* [Document excerpt]:
--- --- ---

An Interview with the Surviving Orchids of the Great Winter

My wife doubts the legitimacy of my 'business trips' to botanical gardens, so I just tell her that I'm conversing with the plants themselves, interviewing them about their noble lineage (the hybridized plants anyways) and their favorite meals (Bone meal washed down with compost tea). I'm just going straight to the source for all the dirt I need.
Last weekend I visited Mckee Botanical Gardens to interview the orchids about the frost killings of 2010, gaining valuable insights into their lives. What I found was shocking.



The idyllic site of the orchids' slaughter

McKee is located in Vero Beach, Florida. It isn't quite as tropical as the Fairchild Botanical Gardens in Miami, but the massive banyan trees and naturalized orchids should be enough to tell you that the tropics are right around the corner. I could see where the most tropical orchids and trees had lived before the harsh winter reared its ugly head, but I had to look hard to see any signs of a struggle. Everything was blanketed in green as quickly as a snowstorm would blanket a garden up north, but I knew better. I had to listen to the plants' stories.



Relatively cold winters withstanding, there were still plenty of epiphytes around to interview. When pressing them for details of their brush with death this winter, they often hesitated as their minds became flooded with uninvited memories.

A dendrobium who wished to remain anonymous openly wept as her memories thawed. "I'm sorry. I'm not crying... it's honeydew secretions from the scale insects, that's all. I'm glad this is happening. It's good to..." She trailed off. "It's good to get closure, you know? I'm lucky to be alive."

Encyclia tampensis didn't need much provoking. "Oh, God. It was awful. I'm tellin' ya, cattleyas and oncidiums just droppin' from the trees left and right, like whiteflies hit with a fumigator. I'm checkin' out this pretty face across the path, blooming for the first time with her whole life ahead of her. Then it got dark and the air got real still, and cold too. I was freezin' my ass off I tell ya! Anyways, so I hear this screamin' all over the garden. It was so gawdawful, like listening to..."

--- --- ---

* [Entries shown]:
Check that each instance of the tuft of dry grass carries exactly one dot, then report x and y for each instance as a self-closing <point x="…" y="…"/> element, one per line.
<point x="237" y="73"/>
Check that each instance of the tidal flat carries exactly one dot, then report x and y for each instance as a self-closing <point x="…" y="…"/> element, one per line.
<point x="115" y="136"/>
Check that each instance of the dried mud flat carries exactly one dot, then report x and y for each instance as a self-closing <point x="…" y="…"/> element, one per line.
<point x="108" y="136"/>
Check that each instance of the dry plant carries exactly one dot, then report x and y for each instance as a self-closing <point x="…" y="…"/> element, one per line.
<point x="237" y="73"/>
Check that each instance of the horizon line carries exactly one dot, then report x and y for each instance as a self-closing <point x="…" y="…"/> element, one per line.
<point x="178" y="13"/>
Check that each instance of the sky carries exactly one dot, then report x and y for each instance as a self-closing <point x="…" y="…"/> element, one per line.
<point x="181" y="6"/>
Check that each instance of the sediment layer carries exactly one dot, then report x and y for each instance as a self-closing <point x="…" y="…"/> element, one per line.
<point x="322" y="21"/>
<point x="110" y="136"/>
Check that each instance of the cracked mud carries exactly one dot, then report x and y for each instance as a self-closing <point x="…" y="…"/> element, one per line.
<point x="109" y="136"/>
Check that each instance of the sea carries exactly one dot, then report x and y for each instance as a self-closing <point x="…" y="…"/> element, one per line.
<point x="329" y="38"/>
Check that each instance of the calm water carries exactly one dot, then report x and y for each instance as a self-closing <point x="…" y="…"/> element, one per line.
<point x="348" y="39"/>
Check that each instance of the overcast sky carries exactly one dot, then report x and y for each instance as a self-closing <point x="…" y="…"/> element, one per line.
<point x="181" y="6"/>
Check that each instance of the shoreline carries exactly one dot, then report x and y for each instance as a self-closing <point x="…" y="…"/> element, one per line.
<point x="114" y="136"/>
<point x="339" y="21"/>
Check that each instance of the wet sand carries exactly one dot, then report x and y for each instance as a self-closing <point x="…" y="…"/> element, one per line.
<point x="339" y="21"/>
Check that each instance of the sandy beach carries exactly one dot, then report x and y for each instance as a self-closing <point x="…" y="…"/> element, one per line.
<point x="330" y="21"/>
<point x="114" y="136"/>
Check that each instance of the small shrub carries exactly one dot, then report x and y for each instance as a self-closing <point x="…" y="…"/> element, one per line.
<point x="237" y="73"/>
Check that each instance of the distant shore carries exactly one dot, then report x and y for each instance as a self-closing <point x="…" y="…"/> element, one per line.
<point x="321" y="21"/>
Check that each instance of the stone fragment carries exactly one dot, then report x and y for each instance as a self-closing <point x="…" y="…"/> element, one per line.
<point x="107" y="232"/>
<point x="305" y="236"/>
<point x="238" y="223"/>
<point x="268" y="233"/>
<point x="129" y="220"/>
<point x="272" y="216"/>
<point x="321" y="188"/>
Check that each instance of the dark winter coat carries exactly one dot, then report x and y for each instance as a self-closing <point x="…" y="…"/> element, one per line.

--- --- ---

* [Your tasks]:
1. Do these statements agree with the orchid interview? Answer yes or no for each, quoting the words of the orchid interview that decide it.
(a) McKee is more tropical than the Fairchild Botanical Gardens.
(b) The visit to McKee took place last weekend.
(c) The dendrobium agreed to be named in the interview.
2. Write the next part of the orchid interview, picking up from the point at which it stops.
The material shown here is separate from the orchid interview.

* [Answers for the exercise]:
1.
(a) No: "It isn't quite as tropical as the Fairchild Botanical Gardens in Miami"
(b) Yes: "Last weekend I visited Mckee Botanical Gardens"
(c) No: "A dendrobium who wished to remain anonymous"

2.
"Go on." I coaxed, "It's okay."
"I woke up and everyone had melted. Like that Edvard Munch painting 'cept the screaming had ended and they just hung limp, still clinging to the branches. The sweetheart across the way was... I'm sorry. I gotta photosynthesize and stuff, man. Could we just wrap this up already?




There were cattleyas lounging on on a stone wall, oblivious to the carnage that took place only months ago.
"OMG! Are you here to take our pictures?" said one cattleya, arching her stem to offer a better view of the rosy flowers.
"Were you here during the freeze last winter? I'd like to ask for a minute of your time."
They all looked baffled. One piped up. "I don't think he speaks English! Does anyone know what freeeze and win-tor means?"
The other orchids chattered about my vocabulary before changing the subject. "I dunno, but it sounds totally LAME!"
"This guy's boring."
"I know, lets have a pollen fight."
"Win!"
"I'm so glad we all decided to ditch the wood and become lithophytes!"
"Hey, does it feel a little cold or is it just me?"
"What's cold mean again?"

I asked the nearby bromeliads for their story, before being interrupted. "Shh! We've been eying that wall for years! Just let them get complacent with the current climate and we'll buy up the property at rock-bottom prices after their bubble bursts."

This palm canopy is being tested as a protective measure against frost.

I contacted a meteorologist, who verified what the bromeliads already knew. "Yeah, it's gonna freeze again. And again. And again."

The mortality rate for orchids rises steadily each year, though it's probably accounted for by the greater population orchids in cultivation. Despite the chilling numbers of orchids frozen to death, overwatering remains the leading cause of death among orchids, followed closely by "Big box retail sales associates."

Bromeliads buying up choice real estate at McKee Botanical Gardens.










9 comments:

  1. Another fabulous, fun to read post! (37 degrees here last night...)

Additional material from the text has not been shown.